Casualty Insurance

Casualty insurance, often equated to liability insurance, is used to describe an area of insurance not directly concerned with life insurance, health insurance, or property insurance. It is mainly used to describe the liability coverage of an individual or organization's for negligent acts or omissions. However, the "elastic" term has also been used to describe property insurance for aviation insurance, boiler and machinery insurance, and glass and crime insurance. It may include marine insurance for shipwrecks or losses at sea or fidelity and surety insurance. It may also include earthquake, political risk insurance, terrorism insurance, fidelity and surety bonds.

One of the most common kinds of casualty insurance today is automobile insurance. In its most basic form, automobile insurance provides liability coverage in the event that a driver is found "at fault" in an accident. This can cover medical expenses of individuals involved in the accident as well as restitution or repair of damaged property, all of which would fall into the realm of casualty insurance coverage.

**PROVIDED MATERIAL**
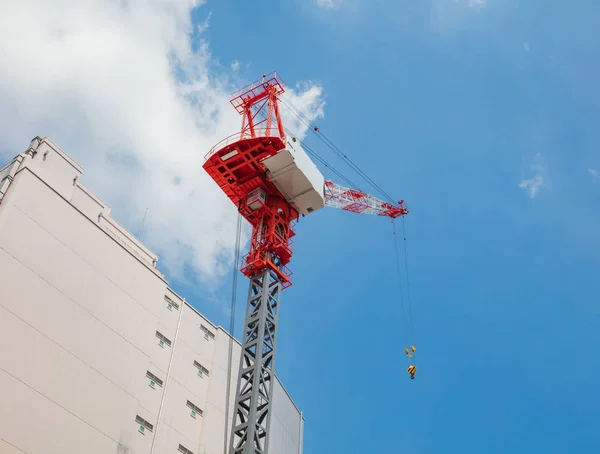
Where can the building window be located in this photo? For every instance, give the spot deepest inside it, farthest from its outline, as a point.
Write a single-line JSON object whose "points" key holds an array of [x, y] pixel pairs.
{"points": [[208, 334], [162, 340], [171, 304], [184, 450], [195, 410], [143, 425], [201, 369], [154, 380]]}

**WHAT THE EXERCISE ASKS**
In the passage on casualty insurance, which kind of casualty insurance is named as one of the most common today? The data above come from a separate source, unrelated to the passage on casualty insurance.

**FINISHED EXERCISE**
Automobile insurance.